*TEXT*
Learning acumen includes adult education principles, assessing needs, instructional design, facilitation, evaluation and learning technologies. These may seem obvious, but two nuances need highlighting.
First, learning managers need to shift from doing the work to managing others. They need to build on their instructional design skills and:
- Translate business goals into priority projects and identify metrics for success.
- Build relationships in their organization to facilitate work between their team and the business units they serve.
- Develop processes and standards to ensure consistency and quality across their team. Consistency reduces design time, decreases the manager’s review time and provides a predictable experience with stakeholders. When combined with quality standards, this elevates the reputation of the learning function in the organization.
The second nuance is that some learning managers move into the learning manager role from the business. They might be high-potential employees on a “tour of duty” with a stop in L&D. They may have a background in a contiguous role such as HR and now have learning under their umbrella of responsibility. These managers need a foundation in learning acumen to guide their team members effectively.
Managing projects and programs. This includes setting up and managing projects, and closing out projects or transitioning them to ongoing programs. Managers need project management skills to lead their teams and liaise with their client groups. As with learning acumen, managers need to establish processes, project management templates and standards for working with stakeholders.
Managers who lead their teams with learning expertise and project management skills build positive experiences with other business units. Timelines are met, budgets are adhered to and scope changes are managed more smoothly. Managers in different business units gain confidence that the learning manager’s team will balance learning priorities with the needs of the business unit and the project.
Business acumen is the third skill managers need to lead the learning function effectively. It includes understanding L&D as a business function and how it operates in relation to other functional areas. It includes financial acumen (knowing how money moves through an organization and the finances for the learning function. It also includes data and analytics) how to find and analyze data and communicate the story data tells.
At its core, business acumen is about learning the language of business. As long as learning professionals remain in their learning silo and talk about learning impact according to Kirkpatrick’s Levels instead of business outcomes, they will continue to operate outside the business and be unable to articulate their value and contribution. They will remain a cost centre and not an area in which to invest. Learning managers need to become bilingual — speak the language of learning and the language of the business — to understand the performance needs and recommend the best solution — training or otherwise.
The opportunity
When learning managers develop their capabilities and gain essential skills in learning, managing projects and programs and business acumen, the L&D function can move from being a cost center to a valuable contributor. L&D takes on the role of a business partner able to implement your vision and position the organization for success in the current environment of talent shortages and an aging population.
Managers in 67 percent of organizations expect to increase their L&D budgets so ensuring these investments yield tangible benefits becomes even more important. By enhancing the capabilities of your learning managers, you can transform learning from a cost center to a business partner. You not only maximize the potential of your L&D budget, but also ensure your learning function contributes meaningfully to the success and adaptability of your organization in an ever-evolving landscape.

*ACTIVITY*
List every component of learning acumen named in the text on learning managers. The records aren't needed here.

(Photo-based referring expression records)
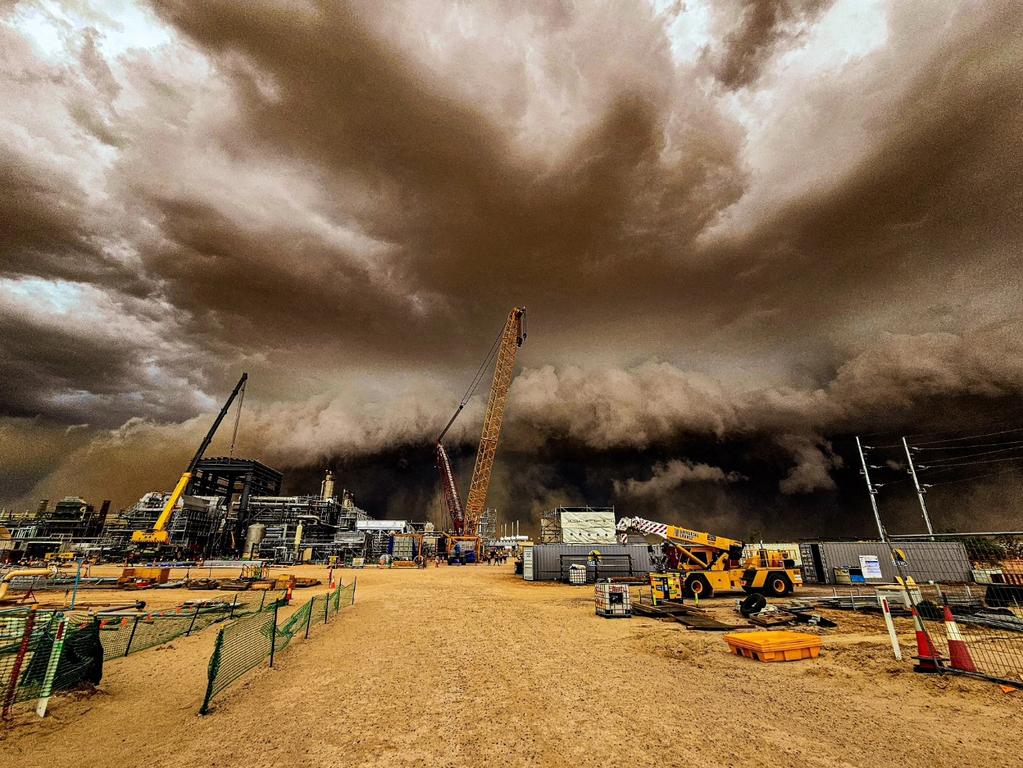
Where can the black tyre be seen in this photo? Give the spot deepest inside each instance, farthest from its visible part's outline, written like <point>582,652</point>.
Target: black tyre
<point>698,586</point>
<point>777,584</point>
<point>752,604</point>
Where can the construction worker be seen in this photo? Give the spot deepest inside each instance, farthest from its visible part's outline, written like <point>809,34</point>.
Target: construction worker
<point>594,557</point>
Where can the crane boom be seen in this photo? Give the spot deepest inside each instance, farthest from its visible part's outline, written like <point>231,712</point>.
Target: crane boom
<point>674,534</point>
<point>512,340</point>
<point>451,499</point>
<point>159,534</point>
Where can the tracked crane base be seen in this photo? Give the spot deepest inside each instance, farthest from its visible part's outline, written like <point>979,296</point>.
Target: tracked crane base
<point>472,666</point>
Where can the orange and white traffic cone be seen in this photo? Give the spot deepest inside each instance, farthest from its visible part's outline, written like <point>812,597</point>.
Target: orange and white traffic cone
<point>959,651</point>
<point>927,654</point>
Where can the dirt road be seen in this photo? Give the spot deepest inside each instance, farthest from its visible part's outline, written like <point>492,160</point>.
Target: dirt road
<point>450,667</point>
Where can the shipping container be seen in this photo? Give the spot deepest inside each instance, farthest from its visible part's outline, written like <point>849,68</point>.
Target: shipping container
<point>551,561</point>
<point>944,561</point>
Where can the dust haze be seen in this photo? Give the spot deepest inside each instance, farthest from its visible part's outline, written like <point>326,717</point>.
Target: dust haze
<point>744,232</point>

*REPLY*
- Adult education principles
- Assessing needs
- Instructional design
- Facilitation
- Evaluation
- Learning technologies